ASSIGNMENT -> Search the data for the string "beard" and copy each line where it turns up.

GIVEN ENTRIES ->

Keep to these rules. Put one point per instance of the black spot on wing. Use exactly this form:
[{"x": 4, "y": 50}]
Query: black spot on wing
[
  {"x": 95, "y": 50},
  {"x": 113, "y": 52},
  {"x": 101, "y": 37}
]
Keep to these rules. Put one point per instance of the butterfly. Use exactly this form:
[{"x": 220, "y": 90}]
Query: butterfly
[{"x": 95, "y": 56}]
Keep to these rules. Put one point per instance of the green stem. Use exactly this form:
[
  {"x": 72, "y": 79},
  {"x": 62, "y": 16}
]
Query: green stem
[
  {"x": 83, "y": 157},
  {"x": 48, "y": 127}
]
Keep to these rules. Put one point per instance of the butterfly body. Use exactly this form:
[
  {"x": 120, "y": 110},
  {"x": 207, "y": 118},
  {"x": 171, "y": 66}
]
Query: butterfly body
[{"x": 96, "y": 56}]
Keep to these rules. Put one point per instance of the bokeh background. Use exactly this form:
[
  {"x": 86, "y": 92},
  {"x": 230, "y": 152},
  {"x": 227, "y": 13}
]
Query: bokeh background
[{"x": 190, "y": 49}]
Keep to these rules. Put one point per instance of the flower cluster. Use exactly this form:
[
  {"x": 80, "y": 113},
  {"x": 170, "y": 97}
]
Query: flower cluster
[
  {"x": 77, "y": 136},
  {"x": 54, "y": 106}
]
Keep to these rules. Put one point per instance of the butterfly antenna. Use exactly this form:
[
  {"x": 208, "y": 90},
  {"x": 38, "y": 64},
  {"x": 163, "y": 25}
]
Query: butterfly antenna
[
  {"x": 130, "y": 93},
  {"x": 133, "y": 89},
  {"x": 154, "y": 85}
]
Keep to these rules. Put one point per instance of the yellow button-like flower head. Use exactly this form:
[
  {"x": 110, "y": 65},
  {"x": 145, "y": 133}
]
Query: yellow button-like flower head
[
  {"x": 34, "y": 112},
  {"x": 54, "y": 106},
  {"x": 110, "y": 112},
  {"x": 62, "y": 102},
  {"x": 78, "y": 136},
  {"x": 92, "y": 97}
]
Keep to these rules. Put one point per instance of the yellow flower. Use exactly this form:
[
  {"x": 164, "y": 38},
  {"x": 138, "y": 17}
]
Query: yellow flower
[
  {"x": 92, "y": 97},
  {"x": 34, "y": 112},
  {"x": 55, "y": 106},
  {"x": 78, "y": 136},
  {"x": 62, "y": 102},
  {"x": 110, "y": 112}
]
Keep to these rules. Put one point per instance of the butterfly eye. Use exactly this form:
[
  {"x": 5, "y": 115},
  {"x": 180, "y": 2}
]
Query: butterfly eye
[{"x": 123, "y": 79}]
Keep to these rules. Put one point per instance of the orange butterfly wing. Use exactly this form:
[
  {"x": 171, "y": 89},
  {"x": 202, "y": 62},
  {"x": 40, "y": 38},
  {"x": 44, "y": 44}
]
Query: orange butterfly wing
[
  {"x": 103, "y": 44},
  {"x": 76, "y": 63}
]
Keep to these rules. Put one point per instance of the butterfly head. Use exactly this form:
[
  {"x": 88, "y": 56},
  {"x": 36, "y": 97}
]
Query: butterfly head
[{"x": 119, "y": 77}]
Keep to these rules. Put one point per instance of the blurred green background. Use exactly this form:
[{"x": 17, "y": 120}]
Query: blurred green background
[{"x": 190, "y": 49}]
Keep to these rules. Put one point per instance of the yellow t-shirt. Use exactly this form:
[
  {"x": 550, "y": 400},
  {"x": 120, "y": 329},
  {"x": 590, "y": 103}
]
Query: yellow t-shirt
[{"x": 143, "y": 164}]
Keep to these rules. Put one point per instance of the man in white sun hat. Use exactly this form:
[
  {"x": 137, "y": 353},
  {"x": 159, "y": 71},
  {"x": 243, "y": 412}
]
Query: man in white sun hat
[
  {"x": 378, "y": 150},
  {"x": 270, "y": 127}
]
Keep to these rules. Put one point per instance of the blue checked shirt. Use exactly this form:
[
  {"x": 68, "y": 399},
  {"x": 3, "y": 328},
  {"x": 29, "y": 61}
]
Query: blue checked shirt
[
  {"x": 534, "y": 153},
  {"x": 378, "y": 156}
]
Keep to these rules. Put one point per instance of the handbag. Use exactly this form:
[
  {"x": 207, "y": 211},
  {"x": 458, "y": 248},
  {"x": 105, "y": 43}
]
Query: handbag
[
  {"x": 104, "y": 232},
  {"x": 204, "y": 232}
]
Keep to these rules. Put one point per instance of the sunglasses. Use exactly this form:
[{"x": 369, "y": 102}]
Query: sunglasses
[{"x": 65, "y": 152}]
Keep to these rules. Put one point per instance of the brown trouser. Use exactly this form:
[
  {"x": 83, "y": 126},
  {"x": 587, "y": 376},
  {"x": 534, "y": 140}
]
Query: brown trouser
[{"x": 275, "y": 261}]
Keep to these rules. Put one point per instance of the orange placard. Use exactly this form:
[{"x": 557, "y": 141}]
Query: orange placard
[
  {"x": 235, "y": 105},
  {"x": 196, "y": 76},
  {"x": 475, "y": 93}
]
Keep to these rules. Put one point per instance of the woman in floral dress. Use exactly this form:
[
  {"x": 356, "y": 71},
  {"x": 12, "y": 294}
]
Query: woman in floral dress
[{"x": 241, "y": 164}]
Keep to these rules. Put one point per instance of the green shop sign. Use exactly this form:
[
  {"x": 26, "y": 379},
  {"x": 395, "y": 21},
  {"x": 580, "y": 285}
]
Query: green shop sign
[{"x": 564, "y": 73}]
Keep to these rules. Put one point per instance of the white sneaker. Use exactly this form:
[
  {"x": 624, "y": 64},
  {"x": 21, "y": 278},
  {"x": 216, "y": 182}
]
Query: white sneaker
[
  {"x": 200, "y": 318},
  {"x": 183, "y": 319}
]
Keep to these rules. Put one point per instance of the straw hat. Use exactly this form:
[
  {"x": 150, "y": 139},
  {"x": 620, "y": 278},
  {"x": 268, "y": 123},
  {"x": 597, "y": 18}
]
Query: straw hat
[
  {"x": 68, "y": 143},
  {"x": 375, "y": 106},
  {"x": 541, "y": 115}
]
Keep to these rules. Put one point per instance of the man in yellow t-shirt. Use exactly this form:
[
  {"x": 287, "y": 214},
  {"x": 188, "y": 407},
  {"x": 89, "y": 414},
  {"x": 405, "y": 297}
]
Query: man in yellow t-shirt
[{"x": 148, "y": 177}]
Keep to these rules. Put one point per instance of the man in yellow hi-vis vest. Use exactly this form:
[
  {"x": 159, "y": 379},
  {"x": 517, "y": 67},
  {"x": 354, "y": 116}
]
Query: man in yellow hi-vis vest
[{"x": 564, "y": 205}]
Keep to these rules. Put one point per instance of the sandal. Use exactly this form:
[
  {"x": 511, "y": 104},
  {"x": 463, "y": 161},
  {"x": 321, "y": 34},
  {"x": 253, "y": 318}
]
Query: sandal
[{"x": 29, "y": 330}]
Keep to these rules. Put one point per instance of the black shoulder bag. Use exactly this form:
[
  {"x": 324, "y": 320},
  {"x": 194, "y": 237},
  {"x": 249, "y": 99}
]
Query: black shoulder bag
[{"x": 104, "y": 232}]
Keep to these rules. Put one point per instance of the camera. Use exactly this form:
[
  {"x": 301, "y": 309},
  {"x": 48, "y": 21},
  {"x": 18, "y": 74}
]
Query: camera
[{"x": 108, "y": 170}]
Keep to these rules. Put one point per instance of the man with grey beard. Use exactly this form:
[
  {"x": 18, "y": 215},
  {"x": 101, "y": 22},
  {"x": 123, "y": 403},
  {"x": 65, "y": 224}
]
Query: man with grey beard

RESPONSE ->
Keep to these rules. Put one point per instance of the man with grey beard. Use exactly this form:
Query: man with grey beard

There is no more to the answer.